What you have to do: Beginning with the first line below, please repeat the material exactly, ending with the line that includes "Answer as one".

[Information given — start]

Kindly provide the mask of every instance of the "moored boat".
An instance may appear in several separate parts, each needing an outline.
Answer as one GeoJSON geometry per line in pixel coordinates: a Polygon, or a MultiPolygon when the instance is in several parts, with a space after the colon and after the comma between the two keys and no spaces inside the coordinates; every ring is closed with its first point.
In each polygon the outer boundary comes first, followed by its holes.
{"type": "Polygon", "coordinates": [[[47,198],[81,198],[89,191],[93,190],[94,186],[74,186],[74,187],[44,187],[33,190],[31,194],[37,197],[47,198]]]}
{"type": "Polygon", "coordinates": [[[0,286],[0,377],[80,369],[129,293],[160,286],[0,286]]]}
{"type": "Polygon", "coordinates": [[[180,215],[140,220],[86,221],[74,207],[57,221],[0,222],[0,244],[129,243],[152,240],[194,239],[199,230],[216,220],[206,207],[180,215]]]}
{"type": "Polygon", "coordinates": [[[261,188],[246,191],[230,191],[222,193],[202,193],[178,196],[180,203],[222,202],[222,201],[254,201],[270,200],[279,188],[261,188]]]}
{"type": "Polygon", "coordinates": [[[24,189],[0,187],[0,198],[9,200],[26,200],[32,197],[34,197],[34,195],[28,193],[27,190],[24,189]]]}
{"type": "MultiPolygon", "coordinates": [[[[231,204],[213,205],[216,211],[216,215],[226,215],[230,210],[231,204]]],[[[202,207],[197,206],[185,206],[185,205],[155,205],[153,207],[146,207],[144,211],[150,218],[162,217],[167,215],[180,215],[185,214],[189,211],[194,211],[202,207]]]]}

[Information given — finish]

Problem solution:
Kindly provide the mask of every instance of the "moored boat".
An instance may appear in several separate parts, each needing an outline.
Answer as one GeoJSON geometry per line in pixel coordinates: a Polygon, or a MultiPolygon when the instance is in several parts, with a space after the colon and after the comma between the two keys and no spaces inside the coordinates; every ring is closed with its first point.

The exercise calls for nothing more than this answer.